• _Written request_: Find every line in the rows that contains the word "weathered" and copy each of those lines.

[Pointing dataset excerpts]
┌──

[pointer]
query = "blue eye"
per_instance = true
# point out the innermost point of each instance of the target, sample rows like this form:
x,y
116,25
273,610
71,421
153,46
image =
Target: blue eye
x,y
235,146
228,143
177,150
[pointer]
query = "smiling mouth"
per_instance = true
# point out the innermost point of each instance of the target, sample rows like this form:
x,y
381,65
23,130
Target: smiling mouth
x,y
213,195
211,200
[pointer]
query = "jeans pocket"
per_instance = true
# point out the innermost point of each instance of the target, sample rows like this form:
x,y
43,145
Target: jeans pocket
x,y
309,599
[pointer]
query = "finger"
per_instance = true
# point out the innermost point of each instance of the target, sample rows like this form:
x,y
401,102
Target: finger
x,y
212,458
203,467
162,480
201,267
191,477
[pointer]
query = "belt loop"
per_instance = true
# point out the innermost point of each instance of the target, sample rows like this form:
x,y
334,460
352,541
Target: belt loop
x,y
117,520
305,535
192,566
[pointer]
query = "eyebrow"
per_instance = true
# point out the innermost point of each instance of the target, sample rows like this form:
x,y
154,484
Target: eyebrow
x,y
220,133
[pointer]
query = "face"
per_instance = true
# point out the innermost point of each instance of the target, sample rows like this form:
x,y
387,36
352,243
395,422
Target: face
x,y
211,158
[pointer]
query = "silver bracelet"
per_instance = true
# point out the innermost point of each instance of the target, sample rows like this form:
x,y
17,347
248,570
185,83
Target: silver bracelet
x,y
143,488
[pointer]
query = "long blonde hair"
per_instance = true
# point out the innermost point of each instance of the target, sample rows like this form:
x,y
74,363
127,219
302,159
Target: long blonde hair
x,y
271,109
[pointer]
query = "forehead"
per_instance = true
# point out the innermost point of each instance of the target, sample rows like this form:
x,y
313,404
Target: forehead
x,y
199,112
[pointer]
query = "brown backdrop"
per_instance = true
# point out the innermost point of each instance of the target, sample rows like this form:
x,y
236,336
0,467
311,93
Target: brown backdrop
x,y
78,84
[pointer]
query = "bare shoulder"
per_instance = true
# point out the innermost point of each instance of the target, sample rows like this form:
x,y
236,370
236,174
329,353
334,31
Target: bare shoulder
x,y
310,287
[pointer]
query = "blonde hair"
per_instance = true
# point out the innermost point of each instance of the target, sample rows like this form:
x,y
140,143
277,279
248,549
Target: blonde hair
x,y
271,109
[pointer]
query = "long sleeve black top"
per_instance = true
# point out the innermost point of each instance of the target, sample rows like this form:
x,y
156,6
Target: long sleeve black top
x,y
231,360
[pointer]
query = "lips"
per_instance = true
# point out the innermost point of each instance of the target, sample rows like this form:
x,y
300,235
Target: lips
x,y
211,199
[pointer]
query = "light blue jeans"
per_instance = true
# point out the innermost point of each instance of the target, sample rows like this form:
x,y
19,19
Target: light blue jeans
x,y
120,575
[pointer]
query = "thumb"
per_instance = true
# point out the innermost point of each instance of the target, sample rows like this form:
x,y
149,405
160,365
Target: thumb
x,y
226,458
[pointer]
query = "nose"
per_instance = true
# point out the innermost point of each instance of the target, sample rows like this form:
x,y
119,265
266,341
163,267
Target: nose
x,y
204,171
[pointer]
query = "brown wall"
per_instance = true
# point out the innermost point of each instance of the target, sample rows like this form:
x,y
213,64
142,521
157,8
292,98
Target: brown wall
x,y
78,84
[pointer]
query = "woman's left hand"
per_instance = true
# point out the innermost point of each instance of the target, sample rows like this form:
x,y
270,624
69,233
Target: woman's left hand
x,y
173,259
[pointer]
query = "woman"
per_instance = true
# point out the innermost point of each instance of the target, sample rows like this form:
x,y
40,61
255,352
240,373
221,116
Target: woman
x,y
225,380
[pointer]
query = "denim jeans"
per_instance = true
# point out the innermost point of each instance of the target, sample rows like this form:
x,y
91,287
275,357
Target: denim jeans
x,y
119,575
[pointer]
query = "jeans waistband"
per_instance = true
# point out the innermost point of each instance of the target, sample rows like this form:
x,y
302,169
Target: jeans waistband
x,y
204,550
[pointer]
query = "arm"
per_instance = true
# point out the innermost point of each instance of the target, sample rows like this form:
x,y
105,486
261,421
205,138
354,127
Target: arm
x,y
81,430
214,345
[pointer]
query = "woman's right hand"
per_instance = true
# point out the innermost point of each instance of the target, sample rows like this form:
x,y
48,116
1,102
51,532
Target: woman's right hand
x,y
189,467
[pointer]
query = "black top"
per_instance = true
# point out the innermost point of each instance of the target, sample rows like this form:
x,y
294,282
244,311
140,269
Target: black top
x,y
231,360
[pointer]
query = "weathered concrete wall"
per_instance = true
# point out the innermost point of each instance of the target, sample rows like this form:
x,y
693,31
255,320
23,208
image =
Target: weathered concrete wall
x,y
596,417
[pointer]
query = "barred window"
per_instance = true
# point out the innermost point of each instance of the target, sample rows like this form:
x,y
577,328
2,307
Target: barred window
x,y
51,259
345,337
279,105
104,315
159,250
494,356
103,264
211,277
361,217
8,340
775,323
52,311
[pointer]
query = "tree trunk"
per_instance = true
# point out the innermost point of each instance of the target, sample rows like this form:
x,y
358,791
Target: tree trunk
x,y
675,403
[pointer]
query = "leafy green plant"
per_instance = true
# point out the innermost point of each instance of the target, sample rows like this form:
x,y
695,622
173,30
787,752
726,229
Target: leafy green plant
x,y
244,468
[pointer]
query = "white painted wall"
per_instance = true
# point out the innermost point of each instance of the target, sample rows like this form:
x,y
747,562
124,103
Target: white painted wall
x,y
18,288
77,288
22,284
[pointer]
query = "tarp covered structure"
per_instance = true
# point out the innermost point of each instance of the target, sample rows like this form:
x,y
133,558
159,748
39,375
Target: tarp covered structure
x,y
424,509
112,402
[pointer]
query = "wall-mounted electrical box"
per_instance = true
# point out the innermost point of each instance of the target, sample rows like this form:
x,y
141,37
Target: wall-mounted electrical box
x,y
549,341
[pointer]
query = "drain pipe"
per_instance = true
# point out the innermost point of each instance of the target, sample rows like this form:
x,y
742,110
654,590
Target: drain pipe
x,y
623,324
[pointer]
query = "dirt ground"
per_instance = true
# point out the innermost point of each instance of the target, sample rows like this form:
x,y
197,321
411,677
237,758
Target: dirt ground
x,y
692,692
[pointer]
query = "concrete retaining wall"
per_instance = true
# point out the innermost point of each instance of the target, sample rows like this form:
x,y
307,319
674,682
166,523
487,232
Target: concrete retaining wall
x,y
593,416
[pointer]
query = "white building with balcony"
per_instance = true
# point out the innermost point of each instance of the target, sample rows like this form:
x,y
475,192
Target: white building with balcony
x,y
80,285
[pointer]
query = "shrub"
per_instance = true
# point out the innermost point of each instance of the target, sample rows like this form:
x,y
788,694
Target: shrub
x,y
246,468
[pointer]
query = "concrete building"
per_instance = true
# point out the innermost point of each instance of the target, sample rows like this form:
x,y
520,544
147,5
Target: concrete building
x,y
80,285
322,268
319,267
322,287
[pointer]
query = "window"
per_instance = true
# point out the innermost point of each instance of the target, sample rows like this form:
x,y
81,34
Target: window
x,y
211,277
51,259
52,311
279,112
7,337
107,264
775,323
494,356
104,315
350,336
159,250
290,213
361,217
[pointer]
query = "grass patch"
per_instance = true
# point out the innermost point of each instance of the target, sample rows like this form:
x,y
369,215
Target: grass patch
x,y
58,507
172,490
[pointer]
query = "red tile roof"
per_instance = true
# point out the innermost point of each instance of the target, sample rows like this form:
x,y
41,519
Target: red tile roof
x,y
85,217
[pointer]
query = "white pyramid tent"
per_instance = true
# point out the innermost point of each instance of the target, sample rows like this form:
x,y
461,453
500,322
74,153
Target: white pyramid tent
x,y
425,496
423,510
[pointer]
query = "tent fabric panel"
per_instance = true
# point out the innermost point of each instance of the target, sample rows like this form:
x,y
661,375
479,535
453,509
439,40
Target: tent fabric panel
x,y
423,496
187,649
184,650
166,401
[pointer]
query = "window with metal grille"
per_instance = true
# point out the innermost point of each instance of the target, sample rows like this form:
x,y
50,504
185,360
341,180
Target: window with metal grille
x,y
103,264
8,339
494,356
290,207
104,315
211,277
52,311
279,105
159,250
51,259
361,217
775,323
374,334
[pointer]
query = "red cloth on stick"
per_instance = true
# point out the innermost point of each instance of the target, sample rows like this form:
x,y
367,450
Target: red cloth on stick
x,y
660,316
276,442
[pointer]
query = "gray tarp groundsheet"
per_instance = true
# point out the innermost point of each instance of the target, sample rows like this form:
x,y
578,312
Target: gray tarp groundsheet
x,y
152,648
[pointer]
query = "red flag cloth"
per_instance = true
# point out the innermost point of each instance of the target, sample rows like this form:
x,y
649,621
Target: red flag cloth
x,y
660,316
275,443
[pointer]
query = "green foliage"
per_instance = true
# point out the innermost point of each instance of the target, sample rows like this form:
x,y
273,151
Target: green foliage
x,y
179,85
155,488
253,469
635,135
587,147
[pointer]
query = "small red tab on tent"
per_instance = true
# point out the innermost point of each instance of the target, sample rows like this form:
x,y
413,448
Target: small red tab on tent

└──

• _Finished task_:
query = "weathered concrete wall"
Target: weathered concrete wall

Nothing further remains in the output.